* Task set
**a)** In the forum thread about the Arca Swiss Z1 ballhead, what minimum friction setting does Click say is usually sufficient?
**b)** Write the next part of the forum thread about the Arca Swiss Z1 ballhead, starting from where it stops.

* Text extract
# arca swiss Z1 ballhead



## paul (Aug 17, 2014)

Just bought a new Arca Swiss Z1 ballhead.Very strong indeed,but I found there is some play in the main friction knob.Also it's a bit difficult to use the small minimum friction(thumb) knob for a higher level of friction.Is this normal or do I have a bad copy?


----------



## Click (Aug 17, 2014)

Hello Paul,

Mine doesn't have the problem that you have described. There is no play in the friction knob. 

It doesn't look normal to me.


----------



## paul (Aug 17, 2014)

OK,thanks.And you can also set the minimum friction to a high level with the thumbscrew?


----------



## Click (Aug 17, 2014)

Yes, from 0 to 12. But I never use 12, it's too much friction, usually around 8 is sufficient.


----------



## paul (Aug 17, 2014)

* Information given

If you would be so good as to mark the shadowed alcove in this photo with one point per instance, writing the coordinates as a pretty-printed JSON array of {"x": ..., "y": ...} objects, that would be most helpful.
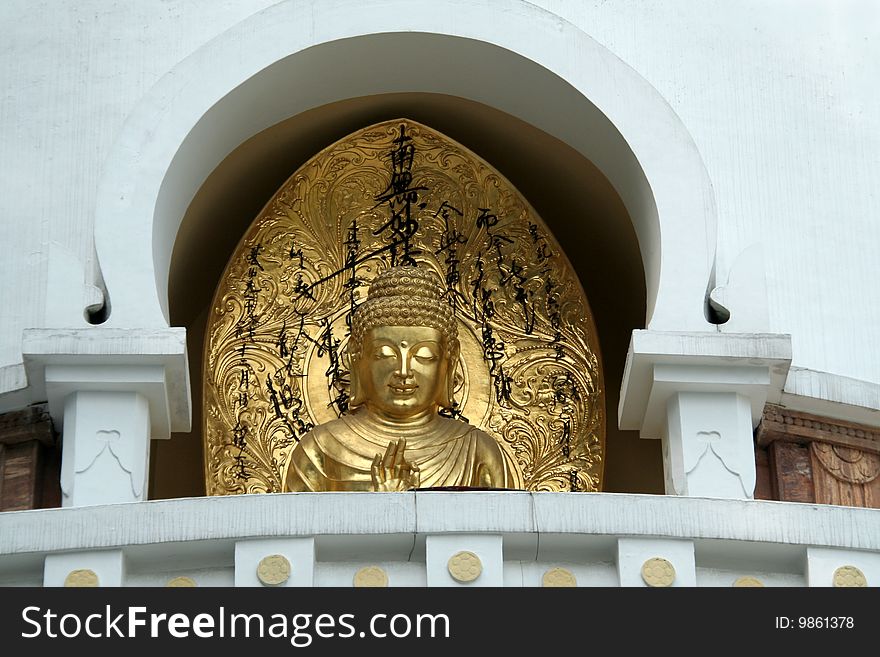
[{"x": 575, "y": 200}]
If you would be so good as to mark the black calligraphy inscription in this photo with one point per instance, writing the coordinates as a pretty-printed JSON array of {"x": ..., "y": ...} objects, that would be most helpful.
[
  {"x": 401, "y": 196},
  {"x": 450, "y": 240}
]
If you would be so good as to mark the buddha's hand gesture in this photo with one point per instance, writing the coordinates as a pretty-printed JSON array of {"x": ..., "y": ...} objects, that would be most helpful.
[{"x": 393, "y": 472}]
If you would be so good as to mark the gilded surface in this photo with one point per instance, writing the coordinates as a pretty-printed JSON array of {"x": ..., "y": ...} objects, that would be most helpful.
[
  {"x": 273, "y": 570},
  {"x": 658, "y": 572},
  {"x": 81, "y": 578},
  {"x": 849, "y": 576},
  {"x": 465, "y": 566},
  {"x": 559, "y": 578},
  {"x": 528, "y": 373}
]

* Answer set
**a)** Around 8.

**b)**
yes,but i mean,can you lock it at a higher level,for instance 5 or so,and then turn in the small screw in with your thumb so that's impossible to go beyond that.Because I can't...


----------



## Click (Aug 17, 2014)

Sorry, I don't understand what exactly you're talking about, but depending of the weight, I can lock it at 5, 6, 7, 8 ... etc up to 12. It doesn't go beyond 12.


----------



## paul (Aug 17, 2014)

i don't want it to go lower then for example 4,and that's where you're supposed to use the small knob for.BTW,the numbers are not fixed,you can turn the number scale only,without changing the friction.
Anyway,I'm gonna take it back to the shop,unfortunately it's an internetshop...


----------



## Click (Aug 18, 2014)

paul said:


> BTW,the numbers are not fixed,you can turn the number scale only,without changing the friction.



Yes Paul, you can adjust the scale, mine is adjusted from minimum friction "0" to maximum friction "12".

I hope everything will be settled for you.


----------



## RodKlukas (Aug 18, 2014)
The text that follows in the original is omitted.